Challenges:
1 > Answer these questions using the article on recklessness claims.
(a) On what date did the article appear online in the Pennsylvania Law Weekly?
(b) According to the article, what does an attentive insurance defense attorney review with every new assignment to defend, and for what purpose?
(c) What three situations does the article give as examples of cases in which claims of recklessness are routinely upheld?
2 > Retype the article on recklessness claims between "Daniel E. Cummins of" and "the facts presented.", inclusive.

Excerpt to read:

╔══

Wednesday, July 22, 2020

ARTICLE: "Split of Authority Dominates Issue of Proper Claims of Recklessness"

The below article of mine appeared in the Pennsylvania Law Weekly online on July 9, 2020 and in print on July 14, 2020 and is reprinted here with permission.

Split of Authority Dominates Issue of Proper Claims of Recklessness

By Daniel E. Cummins | July 09, 2020

Daniel E. Cummins of Cummins Law.

A recent trend in Pennsylvania civil litigation matters involves the inclusion of claims of recklessness by plaintiffs in all types of cases and regardless of the facts presented.

The trend has risen to the level such that one of the first things any attentive insurance defense attorney does with every new assignment to defend is to review the complaint to determine whether claims of recklessness are included in the complaint. This increasing trend of plaintiffs including claims of recklessness in personal injury complaints has resulted in more and more preliminary objections being filed. The trial court decisions that have come down on these preliminary objections has led to a split of authority on the propriety of recklessness claims under Pennsylvania law.

Recklessness Has Its Place

There is no question that the law allows for claims of recklessness to be included in complaints for cases involving outrageous facts that would also support a claim for punitive damages. For example, claims of recklessness are routinely upheld in cases involving accidents and injuries arising resulting from tortfeasors driving under the influence, tractor trailer drivers driving in a distracted fashion or with respect to dog owners who own dogs who have bitten before.

╚══

Supplied information:
╔══

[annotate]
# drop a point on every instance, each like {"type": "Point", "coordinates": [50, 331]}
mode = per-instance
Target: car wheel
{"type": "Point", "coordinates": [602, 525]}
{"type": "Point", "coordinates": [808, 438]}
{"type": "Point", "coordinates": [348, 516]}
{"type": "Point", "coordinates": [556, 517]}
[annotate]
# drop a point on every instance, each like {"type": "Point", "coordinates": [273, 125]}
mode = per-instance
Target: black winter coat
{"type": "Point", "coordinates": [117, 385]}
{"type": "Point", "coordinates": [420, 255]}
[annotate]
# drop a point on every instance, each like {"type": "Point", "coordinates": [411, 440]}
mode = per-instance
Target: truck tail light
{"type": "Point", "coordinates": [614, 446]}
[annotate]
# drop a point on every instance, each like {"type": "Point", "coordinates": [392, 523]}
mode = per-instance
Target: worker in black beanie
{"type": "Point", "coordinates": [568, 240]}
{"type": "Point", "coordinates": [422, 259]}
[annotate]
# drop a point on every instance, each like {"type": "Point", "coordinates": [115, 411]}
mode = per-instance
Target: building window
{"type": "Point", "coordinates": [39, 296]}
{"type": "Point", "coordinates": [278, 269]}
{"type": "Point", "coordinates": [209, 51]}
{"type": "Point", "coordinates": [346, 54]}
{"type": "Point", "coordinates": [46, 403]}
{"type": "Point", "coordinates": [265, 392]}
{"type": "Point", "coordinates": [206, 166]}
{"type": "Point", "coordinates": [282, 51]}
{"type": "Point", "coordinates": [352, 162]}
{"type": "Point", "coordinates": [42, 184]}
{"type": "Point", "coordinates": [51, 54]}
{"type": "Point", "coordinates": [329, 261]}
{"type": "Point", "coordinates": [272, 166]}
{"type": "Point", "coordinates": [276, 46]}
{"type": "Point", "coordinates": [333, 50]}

╚══

Outputs for the tasks:
1 >
(a) July 9, 2020.
(b) The attorney reviews the complaint to determine whether it includes claims of recklessness.
(c) Accidents and injuries resulting from tortfeasors driving under the influence, tractor trailer drivers driving in a distracted fashion, and dog owners whose dogs have bitten before.

2 >
Daniel E. Cummins of Cummins Law.

A recent trend in Pennsylvania civil litigation matters involves the inclusion of claims of recklessness by plaintiffs in all types of cases and regardless of the facts presented.